Repeat the lines of the listing below exactly, starting at the line that contains "Task: locate the player's hand." and running through the last line, both included, and only those.
● ● ●
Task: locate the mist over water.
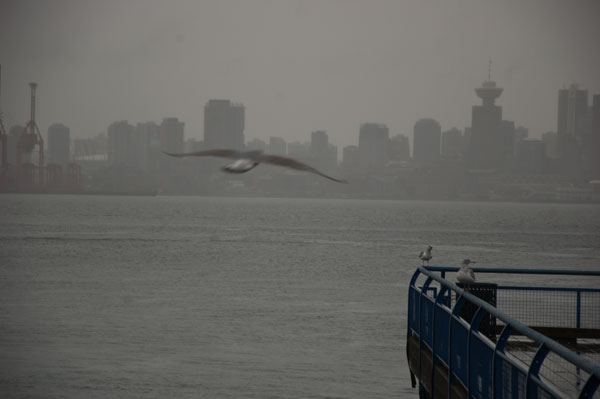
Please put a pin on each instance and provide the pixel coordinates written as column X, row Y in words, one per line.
column 232, row 297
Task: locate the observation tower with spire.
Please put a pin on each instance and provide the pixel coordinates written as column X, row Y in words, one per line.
column 488, row 92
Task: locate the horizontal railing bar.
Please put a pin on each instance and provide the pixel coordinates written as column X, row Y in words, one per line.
column 527, row 288
column 552, row 345
column 517, row 271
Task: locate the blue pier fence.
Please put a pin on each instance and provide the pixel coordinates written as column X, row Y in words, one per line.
column 513, row 342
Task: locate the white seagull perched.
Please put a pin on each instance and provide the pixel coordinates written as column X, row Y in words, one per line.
column 465, row 274
column 245, row 161
column 426, row 256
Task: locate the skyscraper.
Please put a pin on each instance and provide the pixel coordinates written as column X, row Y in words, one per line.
column 452, row 144
column 427, row 136
column 571, row 118
column 320, row 151
column 487, row 143
column 124, row 146
column 59, row 144
column 572, row 112
column 400, row 148
column 224, row 124
column 277, row 146
column 373, row 147
column 172, row 135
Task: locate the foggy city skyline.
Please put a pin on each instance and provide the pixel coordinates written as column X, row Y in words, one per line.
column 297, row 67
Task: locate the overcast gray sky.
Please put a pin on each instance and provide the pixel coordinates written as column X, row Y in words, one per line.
column 296, row 65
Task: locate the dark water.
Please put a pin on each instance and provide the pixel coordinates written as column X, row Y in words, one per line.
column 187, row 297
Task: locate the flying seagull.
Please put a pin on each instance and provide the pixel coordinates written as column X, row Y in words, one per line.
column 465, row 274
column 426, row 256
column 247, row 160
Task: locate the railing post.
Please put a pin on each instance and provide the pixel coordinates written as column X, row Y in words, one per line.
column 534, row 369
column 578, row 308
column 500, row 345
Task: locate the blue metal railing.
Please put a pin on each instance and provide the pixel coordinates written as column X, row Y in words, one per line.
column 449, row 354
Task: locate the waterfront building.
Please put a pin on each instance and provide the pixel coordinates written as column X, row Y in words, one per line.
column 400, row 148
column 323, row 154
column 452, row 144
column 277, row 146
column 299, row 150
column 12, row 141
column 373, row 147
column 256, row 144
column 224, row 125
column 530, row 157
column 171, row 135
column 550, row 140
column 59, row 144
column 427, row 138
column 125, row 146
column 486, row 142
column 350, row 159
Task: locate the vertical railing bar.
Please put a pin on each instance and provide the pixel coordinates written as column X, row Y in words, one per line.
column 578, row 309
column 500, row 344
column 534, row 368
column 590, row 387
column 423, row 290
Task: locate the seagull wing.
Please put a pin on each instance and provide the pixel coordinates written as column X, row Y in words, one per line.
column 293, row 164
column 208, row 153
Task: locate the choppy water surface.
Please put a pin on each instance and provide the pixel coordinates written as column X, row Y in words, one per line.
column 210, row 297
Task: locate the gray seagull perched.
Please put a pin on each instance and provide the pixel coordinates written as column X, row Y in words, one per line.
column 465, row 274
column 426, row 256
column 247, row 160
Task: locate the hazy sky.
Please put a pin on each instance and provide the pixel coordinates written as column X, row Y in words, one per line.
column 297, row 66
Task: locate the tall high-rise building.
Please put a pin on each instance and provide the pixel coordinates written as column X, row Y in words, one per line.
column 400, row 148
column 277, row 146
column 427, row 136
column 299, row 150
column 151, row 156
column 572, row 118
column 321, row 153
column 487, row 144
column 256, row 144
column 125, row 146
column 224, row 124
column 59, row 144
column 572, row 112
column 12, row 141
column 550, row 140
column 373, row 147
column 350, row 158
column 452, row 144
column 530, row 157
column 594, row 155
column 172, row 135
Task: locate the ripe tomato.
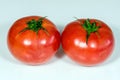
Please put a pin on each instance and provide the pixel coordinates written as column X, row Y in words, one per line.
column 87, row 41
column 33, row 39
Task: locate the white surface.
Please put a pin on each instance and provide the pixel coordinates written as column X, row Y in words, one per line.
column 60, row 12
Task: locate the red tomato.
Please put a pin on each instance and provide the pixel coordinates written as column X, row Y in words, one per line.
column 33, row 40
column 88, row 42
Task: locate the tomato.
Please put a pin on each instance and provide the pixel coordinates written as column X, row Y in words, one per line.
column 33, row 40
column 88, row 42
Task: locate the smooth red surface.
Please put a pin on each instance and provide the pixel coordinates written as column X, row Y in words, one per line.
column 29, row 47
column 99, row 48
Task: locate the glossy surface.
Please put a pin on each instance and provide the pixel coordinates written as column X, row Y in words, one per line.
column 32, row 48
column 99, row 47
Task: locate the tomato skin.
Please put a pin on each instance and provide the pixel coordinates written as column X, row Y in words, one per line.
column 32, row 48
column 99, row 47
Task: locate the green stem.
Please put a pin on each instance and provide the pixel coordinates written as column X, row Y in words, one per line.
column 35, row 25
column 90, row 28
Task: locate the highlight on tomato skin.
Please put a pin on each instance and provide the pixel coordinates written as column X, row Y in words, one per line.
column 88, row 42
column 33, row 40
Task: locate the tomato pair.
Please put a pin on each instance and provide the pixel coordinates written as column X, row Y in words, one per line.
column 34, row 40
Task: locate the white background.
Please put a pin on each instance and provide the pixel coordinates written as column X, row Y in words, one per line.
column 60, row 12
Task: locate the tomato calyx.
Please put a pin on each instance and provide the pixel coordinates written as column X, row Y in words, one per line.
column 90, row 28
column 35, row 25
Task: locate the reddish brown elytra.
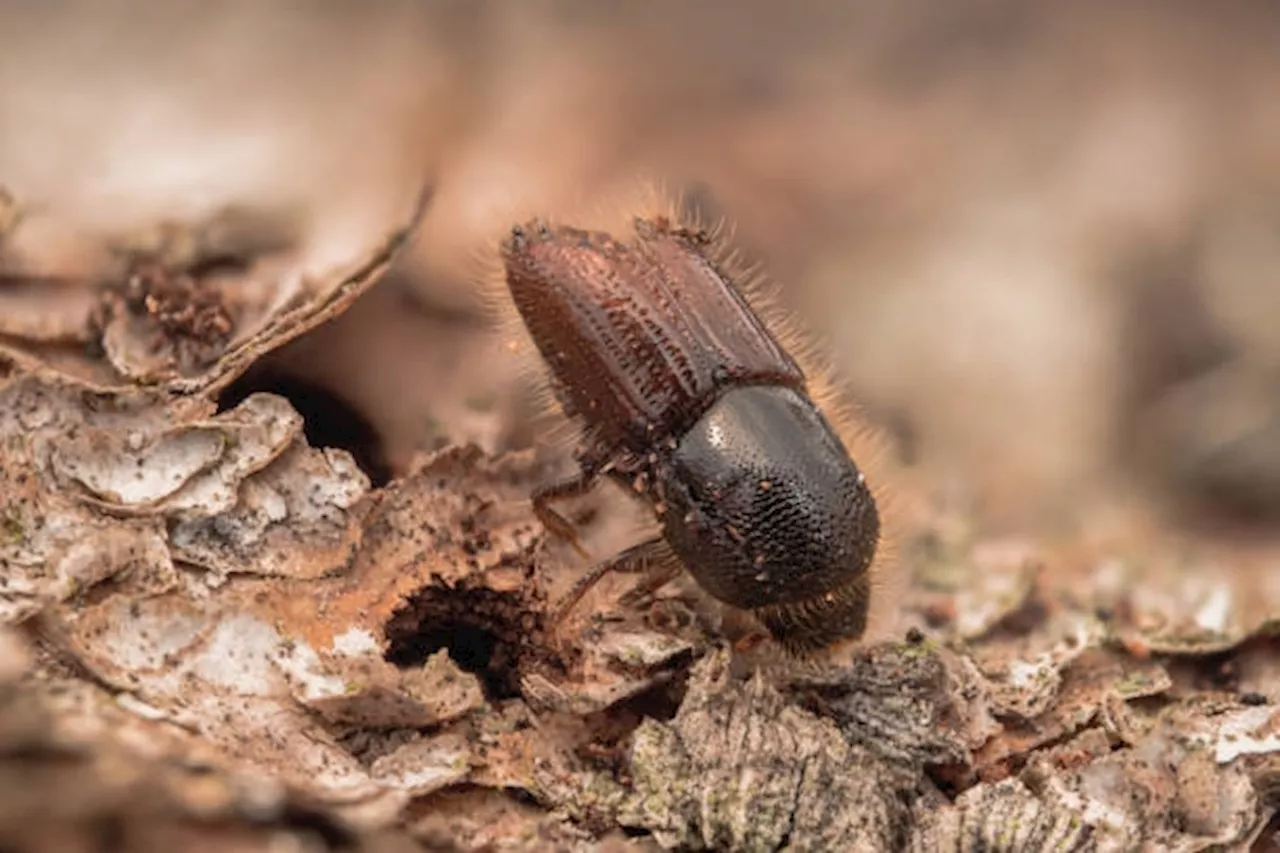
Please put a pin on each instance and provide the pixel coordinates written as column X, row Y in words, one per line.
column 686, row 398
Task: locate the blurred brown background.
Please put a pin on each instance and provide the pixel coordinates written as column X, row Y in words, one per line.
column 1042, row 240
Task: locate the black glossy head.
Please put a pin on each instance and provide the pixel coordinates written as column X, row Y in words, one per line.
column 767, row 509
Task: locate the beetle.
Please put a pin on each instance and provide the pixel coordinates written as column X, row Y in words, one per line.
column 686, row 398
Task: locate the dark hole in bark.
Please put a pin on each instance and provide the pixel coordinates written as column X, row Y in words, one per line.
column 328, row 420
column 481, row 629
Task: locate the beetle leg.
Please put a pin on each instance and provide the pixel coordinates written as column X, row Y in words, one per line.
column 556, row 523
column 638, row 557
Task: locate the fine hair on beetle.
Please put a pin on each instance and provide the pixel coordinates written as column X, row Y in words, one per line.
column 690, row 387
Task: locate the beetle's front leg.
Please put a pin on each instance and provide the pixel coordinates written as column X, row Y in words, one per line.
column 557, row 524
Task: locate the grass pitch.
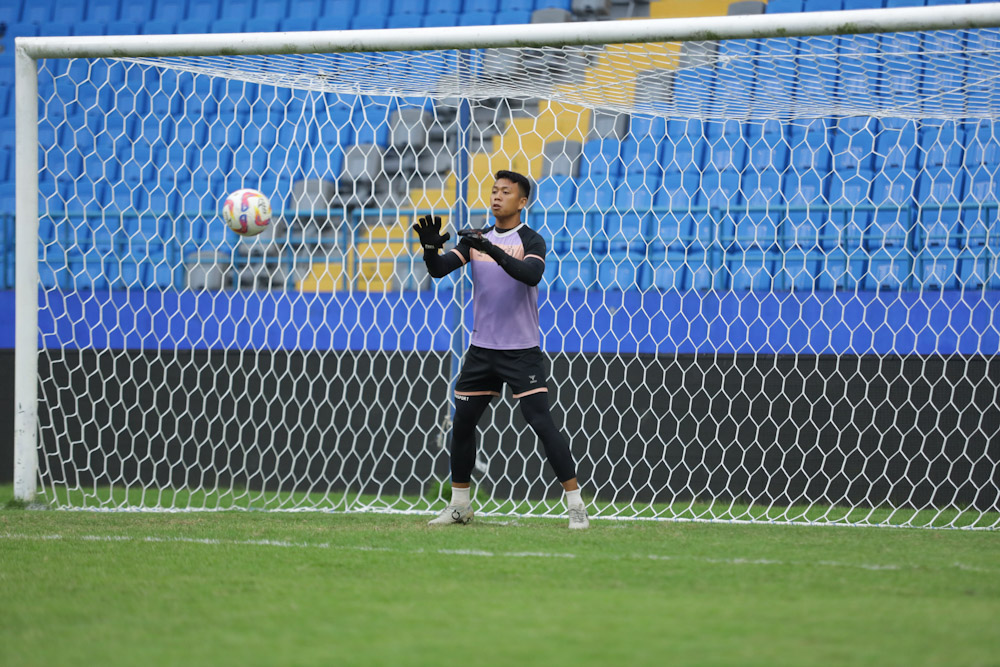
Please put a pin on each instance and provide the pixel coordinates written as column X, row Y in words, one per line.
column 252, row 588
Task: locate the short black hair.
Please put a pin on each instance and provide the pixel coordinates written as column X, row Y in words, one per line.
column 514, row 177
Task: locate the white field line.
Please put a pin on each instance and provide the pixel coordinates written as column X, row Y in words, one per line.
column 479, row 553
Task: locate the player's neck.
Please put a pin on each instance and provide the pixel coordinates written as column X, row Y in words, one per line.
column 506, row 224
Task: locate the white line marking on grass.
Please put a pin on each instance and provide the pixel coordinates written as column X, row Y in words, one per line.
column 479, row 553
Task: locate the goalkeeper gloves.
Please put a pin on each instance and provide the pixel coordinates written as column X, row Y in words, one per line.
column 429, row 230
column 476, row 240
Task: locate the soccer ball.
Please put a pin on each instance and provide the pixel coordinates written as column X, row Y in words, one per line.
column 247, row 212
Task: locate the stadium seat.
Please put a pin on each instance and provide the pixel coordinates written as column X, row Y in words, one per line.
column 158, row 27
column 784, row 6
column 554, row 192
column 601, row 158
column 37, row 12
column 490, row 6
column 476, row 18
column 590, row 197
column 444, row 6
column 374, row 8
column 577, row 271
column 887, row 270
column 404, row 21
column 334, row 22
column 750, row 271
column 440, row 20
column 273, row 9
column 297, row 24
column 169, row 10
column 682, row 152
column 408, row 7
column 822, row 5
column 192, row 27
column 88, row 28
column 512, row 18
column 368, row 22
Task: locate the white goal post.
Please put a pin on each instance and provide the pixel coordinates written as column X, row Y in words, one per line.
column 772, row 293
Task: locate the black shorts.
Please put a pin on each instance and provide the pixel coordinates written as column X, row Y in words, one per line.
column 484, row 372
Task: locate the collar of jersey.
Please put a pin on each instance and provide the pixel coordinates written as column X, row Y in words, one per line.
column 507, row 232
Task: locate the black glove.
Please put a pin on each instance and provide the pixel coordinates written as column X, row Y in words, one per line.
column 429, row 231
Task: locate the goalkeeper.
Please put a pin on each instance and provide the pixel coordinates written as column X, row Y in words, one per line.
column 507, row 262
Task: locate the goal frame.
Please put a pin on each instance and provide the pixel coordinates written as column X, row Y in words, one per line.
column 28, row 50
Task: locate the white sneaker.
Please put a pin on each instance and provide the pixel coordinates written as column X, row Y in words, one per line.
column 578, row 518
column 453, row 514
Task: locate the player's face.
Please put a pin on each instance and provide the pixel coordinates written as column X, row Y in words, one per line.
column 506, row 200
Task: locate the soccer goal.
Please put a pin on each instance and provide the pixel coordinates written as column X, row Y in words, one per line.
column 772, row 290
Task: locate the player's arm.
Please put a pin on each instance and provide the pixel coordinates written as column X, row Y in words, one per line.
column 528, row 270
column 432, row 240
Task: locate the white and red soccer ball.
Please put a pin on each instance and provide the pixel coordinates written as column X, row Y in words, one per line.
column 247, row 212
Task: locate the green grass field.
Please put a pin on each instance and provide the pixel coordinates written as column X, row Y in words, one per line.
column 257, row 588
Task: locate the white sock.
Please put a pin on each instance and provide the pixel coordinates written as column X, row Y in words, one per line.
column 460, row 496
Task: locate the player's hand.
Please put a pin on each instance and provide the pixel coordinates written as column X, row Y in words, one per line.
column 429, row 230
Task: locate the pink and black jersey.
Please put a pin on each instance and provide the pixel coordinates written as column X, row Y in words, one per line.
column 505, row 310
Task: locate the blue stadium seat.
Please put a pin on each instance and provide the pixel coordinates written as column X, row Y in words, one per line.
column 404, row 21
column 589, row 196
column 334, row 22
column 38, row 12
column 440, row 20
column 554, row 192
column 682, row 152
column 273, row 9
column 368, row 22
column 373, row 8
column 103, row 11
column 896, row 145
column 473, row 6
column 169, row 10
column 192, row 27
column 937, row 270
column 512, row 18
column 88, row 28
column 758, row 226
column 822, row 5
column 444, row 6
column 226, row 25
column 123, row 28
column 261, row 24
column 751, row 271
column 577, row 271
column 476, row 18
column 888, row 270
column 601, row 157
column 784, row 6
column 720, row 189
column 54, row 29
column 159, row 27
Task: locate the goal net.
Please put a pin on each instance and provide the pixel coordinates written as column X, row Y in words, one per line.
column 771, row 290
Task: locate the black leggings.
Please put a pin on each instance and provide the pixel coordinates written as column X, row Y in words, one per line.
column 534, row 408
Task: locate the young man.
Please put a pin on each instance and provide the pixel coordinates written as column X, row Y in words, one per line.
column 507, row 260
● ● ●
RESPONSE TO THE EXERCISE
Task: locate the player's hand.
Please put a pin on each instance and provide the pixel coordinates written as column X, row Y in words, one per line.
column 429, row 230
Task: locate the pink and black jersey.
Please put a pin on each instance and provide the pixel coordinates written as column X, row Y in words, one per line.
column 505, row 310
Task: locate the blue stadium seat.
Please put a pin on each instance and provide the pixel coordinates written as column X, row Y in words, one per line.
column 404, row 21
column 589, row 196
column 334, row 22
column 38, row 12
column 440, row 20
column 554, row 192
column 682, row 152
column 273, row 9
column 368, row 22
column 373, row 8
column 103, row 11
column 896, row 145
column 473, row 6
column 169, row 10
column 192, row 27
column 937, row 270
column 512, row 18
column 88, row 28
column 758, row 226
column 822, row 5
column 444, row 6
column 226, row 25
column 123, row 28
column 261, row 24
column 751, row 271
column 577, row 271
column 476, row 18
column 888, row 270
column 601, row 157
column 784, row 6
column 720, row 189
column 54, row 29
column 159, row 27
Task: locate the goal net.
Please put a pin on each instance and provide the pixel coordinates written as column X, row Y in words, one per line.
column 771, row 290
Task: locate the black leggings.
Please put a pin on each instance and provide the pixel coordinates written as column X, row Y in words, one per line.
column 534, row 408
Task: locate the young man.
Please put a pin on each instance and provide the pixel coordinates written as column X, row Y in words, one per line.
column 507, row 260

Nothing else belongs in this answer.